* **Given exercise**: Copy out everything in the entries below from the line containing "Sample: x=1067, y=772." down to the line containing "x=1400, y=708", both lines included, with every line unchanged.

Rows from a pointing dataset
»»

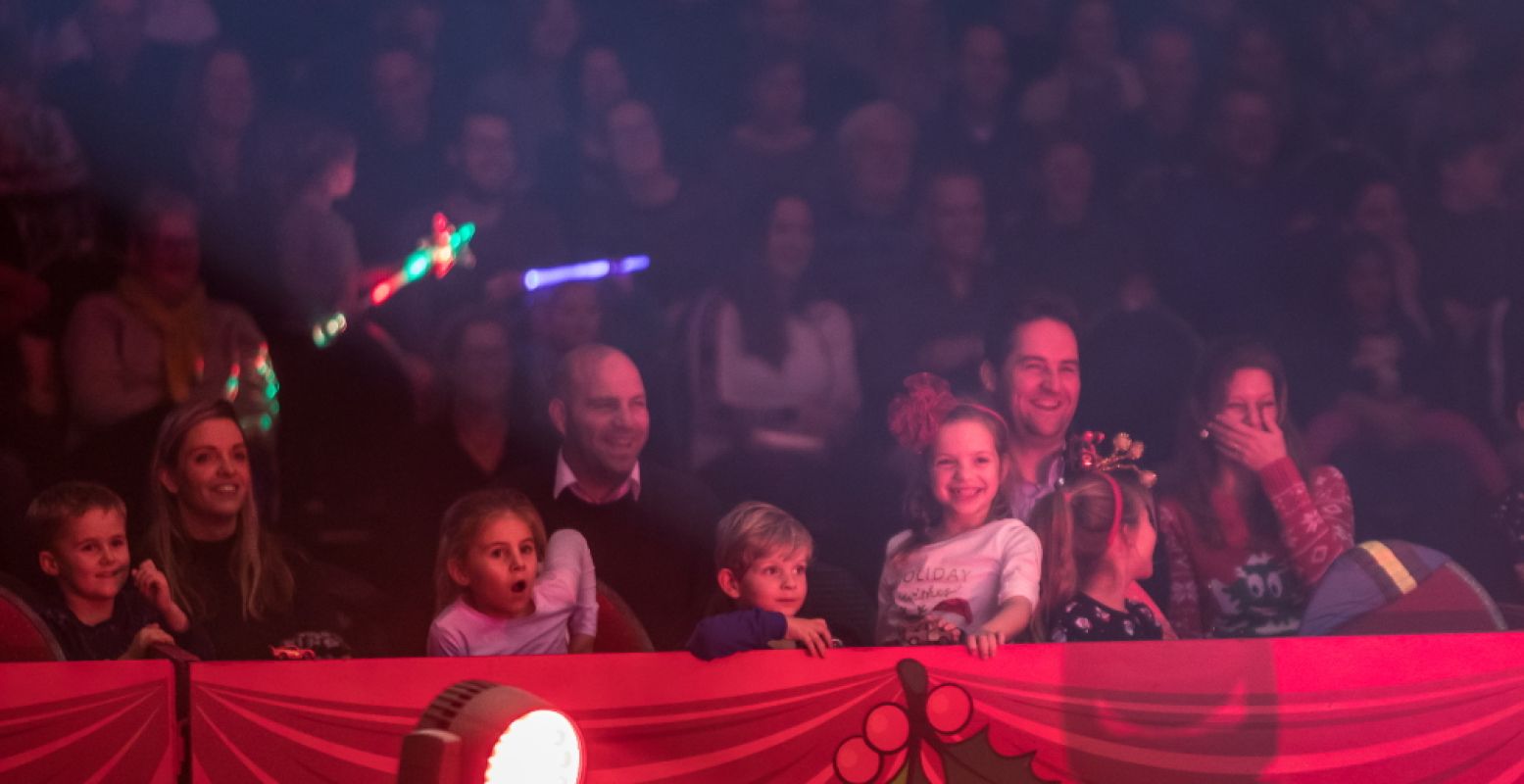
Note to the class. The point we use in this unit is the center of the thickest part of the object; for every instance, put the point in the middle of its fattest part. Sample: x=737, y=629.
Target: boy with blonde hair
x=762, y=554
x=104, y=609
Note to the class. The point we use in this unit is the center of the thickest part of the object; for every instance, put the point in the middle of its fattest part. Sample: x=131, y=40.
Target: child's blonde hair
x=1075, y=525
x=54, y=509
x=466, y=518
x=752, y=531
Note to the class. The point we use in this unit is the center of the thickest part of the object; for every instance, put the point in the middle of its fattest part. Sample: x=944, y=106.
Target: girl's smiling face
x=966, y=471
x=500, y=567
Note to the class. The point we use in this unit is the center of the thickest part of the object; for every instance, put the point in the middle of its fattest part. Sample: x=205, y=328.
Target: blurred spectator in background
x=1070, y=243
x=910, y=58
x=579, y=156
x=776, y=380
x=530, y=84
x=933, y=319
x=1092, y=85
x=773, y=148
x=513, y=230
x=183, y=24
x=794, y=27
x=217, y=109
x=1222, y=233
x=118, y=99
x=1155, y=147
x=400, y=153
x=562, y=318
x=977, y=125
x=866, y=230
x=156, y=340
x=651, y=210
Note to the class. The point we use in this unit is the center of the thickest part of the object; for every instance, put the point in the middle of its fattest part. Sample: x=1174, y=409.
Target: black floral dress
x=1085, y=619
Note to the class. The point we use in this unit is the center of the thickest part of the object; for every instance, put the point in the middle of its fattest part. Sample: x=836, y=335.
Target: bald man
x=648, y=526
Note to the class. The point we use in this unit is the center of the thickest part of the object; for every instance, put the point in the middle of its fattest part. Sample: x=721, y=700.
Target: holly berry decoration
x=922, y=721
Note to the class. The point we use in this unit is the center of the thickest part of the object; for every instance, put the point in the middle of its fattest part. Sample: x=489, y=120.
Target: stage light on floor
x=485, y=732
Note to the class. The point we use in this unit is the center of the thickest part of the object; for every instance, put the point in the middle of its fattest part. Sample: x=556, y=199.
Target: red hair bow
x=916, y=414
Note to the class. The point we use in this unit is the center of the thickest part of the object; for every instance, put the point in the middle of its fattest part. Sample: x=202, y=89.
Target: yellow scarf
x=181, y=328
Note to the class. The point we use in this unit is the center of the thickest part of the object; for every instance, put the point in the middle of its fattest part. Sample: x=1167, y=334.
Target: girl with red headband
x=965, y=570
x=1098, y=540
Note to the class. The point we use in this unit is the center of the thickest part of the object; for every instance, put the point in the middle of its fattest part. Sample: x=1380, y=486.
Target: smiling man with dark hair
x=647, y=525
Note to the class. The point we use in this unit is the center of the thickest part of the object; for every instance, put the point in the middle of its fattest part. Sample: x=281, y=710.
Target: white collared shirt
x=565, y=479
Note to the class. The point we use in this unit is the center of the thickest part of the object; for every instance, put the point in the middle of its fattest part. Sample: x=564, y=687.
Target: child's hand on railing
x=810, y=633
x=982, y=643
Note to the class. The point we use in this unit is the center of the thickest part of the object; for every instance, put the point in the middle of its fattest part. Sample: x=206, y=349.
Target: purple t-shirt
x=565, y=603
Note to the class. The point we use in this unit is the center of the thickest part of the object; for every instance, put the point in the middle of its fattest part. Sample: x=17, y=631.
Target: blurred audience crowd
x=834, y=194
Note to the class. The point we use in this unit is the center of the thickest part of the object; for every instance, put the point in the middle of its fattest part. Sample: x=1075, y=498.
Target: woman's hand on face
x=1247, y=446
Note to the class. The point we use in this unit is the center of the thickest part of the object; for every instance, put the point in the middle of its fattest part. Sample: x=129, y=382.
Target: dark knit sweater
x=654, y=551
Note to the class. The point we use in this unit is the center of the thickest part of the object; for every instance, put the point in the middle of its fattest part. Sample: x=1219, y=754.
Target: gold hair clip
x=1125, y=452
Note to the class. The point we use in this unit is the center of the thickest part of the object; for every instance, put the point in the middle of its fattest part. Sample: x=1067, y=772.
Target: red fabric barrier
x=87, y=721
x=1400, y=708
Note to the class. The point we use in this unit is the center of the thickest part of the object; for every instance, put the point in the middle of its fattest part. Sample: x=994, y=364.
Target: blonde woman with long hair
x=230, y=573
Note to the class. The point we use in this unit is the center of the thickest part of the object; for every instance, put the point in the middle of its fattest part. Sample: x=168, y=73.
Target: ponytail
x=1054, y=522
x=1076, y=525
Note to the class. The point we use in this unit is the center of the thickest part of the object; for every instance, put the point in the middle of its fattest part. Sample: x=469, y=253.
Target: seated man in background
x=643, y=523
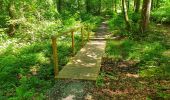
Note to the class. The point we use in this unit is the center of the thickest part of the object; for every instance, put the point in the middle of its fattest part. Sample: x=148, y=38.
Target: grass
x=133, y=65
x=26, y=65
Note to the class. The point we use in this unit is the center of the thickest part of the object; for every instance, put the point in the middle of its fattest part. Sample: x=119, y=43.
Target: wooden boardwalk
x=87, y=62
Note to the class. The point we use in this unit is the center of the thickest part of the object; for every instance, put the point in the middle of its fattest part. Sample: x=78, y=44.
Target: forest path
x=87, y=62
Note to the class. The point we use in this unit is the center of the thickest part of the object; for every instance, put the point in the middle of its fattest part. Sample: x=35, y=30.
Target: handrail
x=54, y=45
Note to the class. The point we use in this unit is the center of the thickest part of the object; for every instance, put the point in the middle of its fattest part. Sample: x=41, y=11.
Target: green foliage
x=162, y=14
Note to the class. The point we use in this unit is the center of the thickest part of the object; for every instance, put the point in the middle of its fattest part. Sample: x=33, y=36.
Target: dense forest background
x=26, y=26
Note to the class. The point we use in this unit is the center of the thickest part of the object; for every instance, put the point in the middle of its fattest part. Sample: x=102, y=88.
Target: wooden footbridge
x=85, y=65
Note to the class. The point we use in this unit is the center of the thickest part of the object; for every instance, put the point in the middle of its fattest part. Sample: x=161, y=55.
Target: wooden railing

««

* **Correct result**:
Note to the class. The point we use in this unit is the center of the thickest part of the object; for every instance, put the point in the middle of its fattest part. Sample: x=1067, y=772.
Target: red fabric barrier
x=87, y=721
x=1400, y=708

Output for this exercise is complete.